#### Data supplied:
____
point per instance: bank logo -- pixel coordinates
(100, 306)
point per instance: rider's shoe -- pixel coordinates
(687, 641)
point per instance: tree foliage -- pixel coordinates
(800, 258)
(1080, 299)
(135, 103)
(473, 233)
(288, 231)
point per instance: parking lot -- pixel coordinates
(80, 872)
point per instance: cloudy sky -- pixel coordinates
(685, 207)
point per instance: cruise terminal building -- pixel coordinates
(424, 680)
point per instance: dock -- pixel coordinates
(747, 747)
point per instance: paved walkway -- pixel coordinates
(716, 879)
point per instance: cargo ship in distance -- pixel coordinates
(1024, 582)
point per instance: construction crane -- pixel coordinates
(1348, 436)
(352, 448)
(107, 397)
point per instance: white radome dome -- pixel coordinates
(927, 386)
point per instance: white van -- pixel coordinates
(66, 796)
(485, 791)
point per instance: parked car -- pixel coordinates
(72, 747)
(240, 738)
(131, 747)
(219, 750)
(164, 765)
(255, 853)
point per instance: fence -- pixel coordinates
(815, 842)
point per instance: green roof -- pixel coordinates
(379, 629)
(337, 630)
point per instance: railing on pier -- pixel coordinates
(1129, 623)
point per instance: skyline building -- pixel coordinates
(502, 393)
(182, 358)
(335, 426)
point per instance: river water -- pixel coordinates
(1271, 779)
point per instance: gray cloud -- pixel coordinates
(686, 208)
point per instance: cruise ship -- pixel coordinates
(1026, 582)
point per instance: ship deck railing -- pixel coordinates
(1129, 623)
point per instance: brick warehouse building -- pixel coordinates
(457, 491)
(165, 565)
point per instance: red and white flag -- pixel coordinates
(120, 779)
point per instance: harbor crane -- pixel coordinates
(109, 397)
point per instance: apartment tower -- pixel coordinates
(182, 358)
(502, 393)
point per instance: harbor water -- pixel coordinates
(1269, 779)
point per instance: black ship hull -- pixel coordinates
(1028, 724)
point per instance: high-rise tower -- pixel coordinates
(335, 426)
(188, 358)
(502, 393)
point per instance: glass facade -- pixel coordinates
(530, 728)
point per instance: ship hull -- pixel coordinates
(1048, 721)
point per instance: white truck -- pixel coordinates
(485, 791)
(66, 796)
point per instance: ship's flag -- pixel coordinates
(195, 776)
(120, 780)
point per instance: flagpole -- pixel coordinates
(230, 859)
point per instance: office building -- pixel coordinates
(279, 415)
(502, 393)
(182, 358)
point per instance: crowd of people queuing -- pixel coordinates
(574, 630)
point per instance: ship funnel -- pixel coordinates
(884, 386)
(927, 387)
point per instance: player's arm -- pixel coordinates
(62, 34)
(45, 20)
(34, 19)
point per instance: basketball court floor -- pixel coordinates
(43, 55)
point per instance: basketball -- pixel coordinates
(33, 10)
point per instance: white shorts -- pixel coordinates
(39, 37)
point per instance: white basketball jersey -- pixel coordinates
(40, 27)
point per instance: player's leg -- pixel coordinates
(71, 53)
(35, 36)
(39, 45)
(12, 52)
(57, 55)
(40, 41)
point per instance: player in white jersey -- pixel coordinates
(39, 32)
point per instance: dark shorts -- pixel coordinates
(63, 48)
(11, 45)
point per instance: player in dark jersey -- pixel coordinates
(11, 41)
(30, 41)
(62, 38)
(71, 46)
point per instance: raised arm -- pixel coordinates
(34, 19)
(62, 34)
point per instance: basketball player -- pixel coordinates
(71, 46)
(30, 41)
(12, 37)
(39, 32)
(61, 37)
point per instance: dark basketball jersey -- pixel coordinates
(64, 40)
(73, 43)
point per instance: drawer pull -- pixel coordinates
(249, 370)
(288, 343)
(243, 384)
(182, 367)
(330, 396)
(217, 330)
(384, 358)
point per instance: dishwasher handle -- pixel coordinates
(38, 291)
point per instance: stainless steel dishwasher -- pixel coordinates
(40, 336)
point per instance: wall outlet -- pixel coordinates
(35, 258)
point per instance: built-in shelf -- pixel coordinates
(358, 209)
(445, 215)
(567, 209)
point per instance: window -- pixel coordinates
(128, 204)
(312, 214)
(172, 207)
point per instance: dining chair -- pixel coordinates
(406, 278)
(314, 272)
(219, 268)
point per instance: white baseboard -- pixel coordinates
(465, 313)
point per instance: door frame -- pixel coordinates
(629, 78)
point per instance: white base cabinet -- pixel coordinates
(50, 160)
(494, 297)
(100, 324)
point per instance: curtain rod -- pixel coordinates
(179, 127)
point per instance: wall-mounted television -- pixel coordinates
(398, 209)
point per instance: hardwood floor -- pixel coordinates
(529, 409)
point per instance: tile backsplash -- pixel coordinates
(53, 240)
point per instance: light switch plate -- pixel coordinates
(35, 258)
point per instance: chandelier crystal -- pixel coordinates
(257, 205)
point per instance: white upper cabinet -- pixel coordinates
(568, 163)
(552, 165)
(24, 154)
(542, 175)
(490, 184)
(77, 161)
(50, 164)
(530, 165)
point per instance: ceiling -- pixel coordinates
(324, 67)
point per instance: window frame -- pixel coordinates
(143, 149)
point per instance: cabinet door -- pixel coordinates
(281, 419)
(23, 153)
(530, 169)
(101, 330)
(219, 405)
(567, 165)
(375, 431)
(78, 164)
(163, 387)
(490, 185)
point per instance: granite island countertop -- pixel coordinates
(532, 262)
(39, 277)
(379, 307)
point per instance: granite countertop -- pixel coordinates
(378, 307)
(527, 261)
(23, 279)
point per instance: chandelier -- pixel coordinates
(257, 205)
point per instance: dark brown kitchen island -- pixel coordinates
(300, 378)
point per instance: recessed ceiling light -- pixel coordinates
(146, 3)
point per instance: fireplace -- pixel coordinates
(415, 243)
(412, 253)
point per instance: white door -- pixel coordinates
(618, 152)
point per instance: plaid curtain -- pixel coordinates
____
#### Your objective:
Write every entry out again exactly.

#### Reply:
point per instance: bank logo -- pixel coordinates
(100, 306)
point per instance: rider's shoe -- pixel coordinates
(687, 641)
point per instance: tree foliage -- pixel coordinates
(800, 258)
(1080, 299)
(135, 103)
(473, 233)
(288, 231)
point per instance: parking lot -- pixel coordinates
(80, 872)
point per instance: cloudy sky -- pixel coordinates
(685, 207)
point per instance: cruise terminal building -- pixel coordinates
(424, 680)
point per instance: dock -- pixel coordinates
(747, 747)
point per instance: paved walkway -- pixel coordinates
(716, 879)
point per instance: cargo ship in distance -- pixel coordinates
(1024, 582)
point per instance: construction crane -- pixel coordinates
(1348, 436)
(352, 448)
(107, 397)
point per instance: white radome dome -- pixel coordinates
(927, 386)
point per instance: white van -- pixel coordinates
(66, 796)
(485, 791)
point per instance: parked car -- pixel coordinates
(72, 747)
(240, 738)
(131, 747)
(219, 750)
(164, 765)
(255, 853)
point per instance: fence -- pixel coordinates
(815, 842)
point per instance: green roof -- pixel coordinates
(379, 629)
(337, 630)
point per instance: railing on pier -- pixel coordinates
(1129, 623)
point per instance: skyline building -- pixel coordinates
(502, 393)
(182, 358)
(335, 426)
point per instance: river water -- pixel coordinates
(1271, 779)
point per instance: gray cloud -- pixel coordinates
(686, 208)
point per instance: cruise ship -- pixel coordinates
(1026, 582)
point per instance: ship deck railing -- pixel coordinates
(1129, 623)
point per instance: brick warehouse building -- pixel coordinates
(457, 491)
(165, 565)
point per instance: red and white flag -- pixel coordinates
(120, 779)
point per instance: harbor crane -- pixel coordinates
(109, 397)
point per instance: apartment tower -- pixel coordinates
(182, 358)
(502, 393)
point per instance: harbor water -- pixel coordinates
(1269, 779)
point per instance: black ship hull -- pixel coordinates
(1028, 724)
point per instance: high-rise tower -- pixel coordinates
(335, 426)
(188, 358)
(502, 393)
point per instance: glass facade -- pixel coordinates
(530, 728)
point per instance: ship hull -- pixel coordinates
(1048, 721)
point per instance: white truck -- pixel coordinates
(485, 791)
(66, 796)
point per instance: ship's flag -- pixel coordinates
(195, 776)
(120, 780)
point per instance: flagpole -- pixel coordinates
(230, 859)
point per instance: office building -- pixel coordinates
(279, 415)
(502, 393)
(182, 358)
point per instance: crowd of people queuing -- pixel coordinates
(574, 630)
point per instance: ship funnel -- pixel coordinates
(884, 386)
(927, 387)
point per instance: player's arm -- pixel coordinates
(62, 34)
(45, 20)
(34, 19)
point per instance: basketball court floor -- pixel coordinates
(43, 55)
point per instance: basketball -- pixel coordinates
(33, 10)
point per instance: white shorts -- pixel coordinates
(39, 37)
point per instance: white basketball jersey -- pixel coordinates
(40, 27)
point per instance: player's leg -- pixel coordinates
(71, 53)
(35, 36)
(39, 45)
(12, 52)
(57, 55)
(40, 41)
point per instance: player in white jersey -- pixel coordinates
(39, 32)
point per instance: dark shorts -- pixel coordinates
(63, 48)
(11, 45)
point per instance: player in dark jersey -- pixel coordinates
(11, 41)
(30, 41)
(62, 38)
(71, 46)
point per instance: raised arm -- pixel coordinates
(34, 19)
(62, 34)
point per instance: basketball player -- pixel coordinates
(71, 46)
(30, 41)
(12, 37)
(39, 32)
(61, 37)
point per instance: dark basketball jersey -- pixel coordinates
(64, 40)
(73, 43)
point per instance: drawer pull -- pixel coordinates
(249, 370)
(288, 343)
(243, 384)
(182, 367)
(330, 396)
(217, 330)
(384, 358)
point per instance: dishwasher handle -- pixel coordinates
(38, 291)
point per instance: stainless steel dishwasher -- pixel coordinates
(40, 336)
point per instance: wall outlet -- pixel coordinates
(35, 258)
point per instance: built-in shelf -- pixel coordinates
(358, 209)
(445, 215)
(567, 209)
point per instance: window -- pixel coordinates
(128, 204)
(312, 214)
(172, 207)
point per instance: dining chair -- pixel coordinates
(406, 278)
(314, 272)
(219, 268)
point per instance: white baseboard -- pixel coordinates
(465, 313)
point per instance: door frame -- pixel coordinates
(629, 78)
point per instance: white base cabinet -- pixel coordinates
(50, 160)
(494, 297)
(100, 324)
point per instance: curtain rod -- pixel coordinates
(179, 127)
point per instance: wall-mounted television -- pixel coordinates
(398, 209)
point per instance: hardwood floor -- pixel coordinates
(529, 409)
point per instance: tile backsplash -- pixel coordinates
(53, 240)
point per instance: light switch plate -- pixel coordinates
(35, 258)
point per instance: chandelier crystal -- pixel coordinates
(257, 205)
point per instance: white upper cabinet -- pixel coordinates
(568, 163)
(552, 165)
(24, 154)
(542, 175)
(490, 184)
(77, 161)
(50, 164)
(530, 165)
point per instance: ceiling -- pixel coordinates
(324, 67)
point per instance: window frame -- pixel coordinates
(143, 149)
point per instance: cabinet door -- pixel coordinates
(281, 419)
(23, 153)
(530, 169)
(101, 330)
(219, 405)
(567, 165)
(375, 431)
(78, 164)
(163, 387)
(490, 185)
point per instance: granite island countertop -- pixel coordinates
(532, 262)
(39, 277)
(379, 307)
point per instance: granite countertop -- pixel coordinates
(378, 307)
(527, 261)
(23, 279)
point per instance: chandelier -- pixel coordinates
(257, 205)
point per instance: dark brown kitchen island -- pixel coordinates
(300, 378)
point per instance: recessed ceiling light -- pixel coordinates
(146, 3)
point per instance: fireplace -- pixel coordinates
(415, 243)
(412, 253)
point per instance: white door -- pixel coordinates
(618, 152)
point per instance: plaid curtain -- pixel coordinates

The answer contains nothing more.